> [Records shown]
□ □ □ □ □ □ □
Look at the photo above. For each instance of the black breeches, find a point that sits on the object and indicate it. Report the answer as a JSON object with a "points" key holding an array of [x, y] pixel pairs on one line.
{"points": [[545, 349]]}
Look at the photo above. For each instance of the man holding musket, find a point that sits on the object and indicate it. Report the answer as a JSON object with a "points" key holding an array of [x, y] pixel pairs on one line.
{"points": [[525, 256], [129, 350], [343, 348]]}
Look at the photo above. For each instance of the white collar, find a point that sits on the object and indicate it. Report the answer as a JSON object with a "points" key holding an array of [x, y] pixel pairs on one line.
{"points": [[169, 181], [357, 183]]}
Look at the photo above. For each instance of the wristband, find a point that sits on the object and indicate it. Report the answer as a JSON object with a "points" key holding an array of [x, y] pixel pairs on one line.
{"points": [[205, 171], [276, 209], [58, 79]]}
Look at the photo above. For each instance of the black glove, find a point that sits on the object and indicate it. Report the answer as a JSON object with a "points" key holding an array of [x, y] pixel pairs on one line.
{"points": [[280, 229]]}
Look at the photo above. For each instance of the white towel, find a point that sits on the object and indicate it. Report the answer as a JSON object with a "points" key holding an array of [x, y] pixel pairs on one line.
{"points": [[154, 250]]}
□ □ □ □ □ □ □
> [What to work on]
Repeat every item above in full, requests included, and shift each x and y coordinate in the answers by -130. Leave the request text and its format description as they are.

> [Complete output]
Look at the photo above. For each instance of the black breeches, find a point that sits on the object and indicate it. Report the answer as a JSON object with a "points" key holding an array of [x, y] pixel pairs on one line.
{"points": [[415, 219]]}
Look at the photo above. For each instance of the man holding musket, find a point that sits on the object and indicate it. Report the answer as a JSON object with a "points" key holding an array of [x, y] pixel pairs on one line.
{"points": [[395, 126], [-1, 220], [213, 218]]}
Look at the photo above. For each instance of the white collar, find a point that sits on the object and indicate it. Report the answer as a JSON object with a "points" key holding an array of [x, y] pixel pairs on one line.
{"points": [[39, 51], [227, 53]]}
Look at the photo above. For each instance of the wristband, find a point that sits on the object and indicate it. Report the answer as a JSON object with a "points" key holding an array of [x, y] pixel pairs on one line.
{"points": [[75, 41], [146, 79], [-72, -51]]}
Look at the photo above. For each instance of the black glove, find a point that sits on the object and indicate it. Report the answer as a JSON object with a "points" key holding an array of [x, y] pixel pairs on one line.
{"points": [[150, 99]]}
Look at the photo above. For each instance of the white towel, find a point that sits on the object and indicate it. Report the answer as a JSON object with a "points" key holding an array of [x, y] pixel pairs on one line.
{"points": [[24, 120]]}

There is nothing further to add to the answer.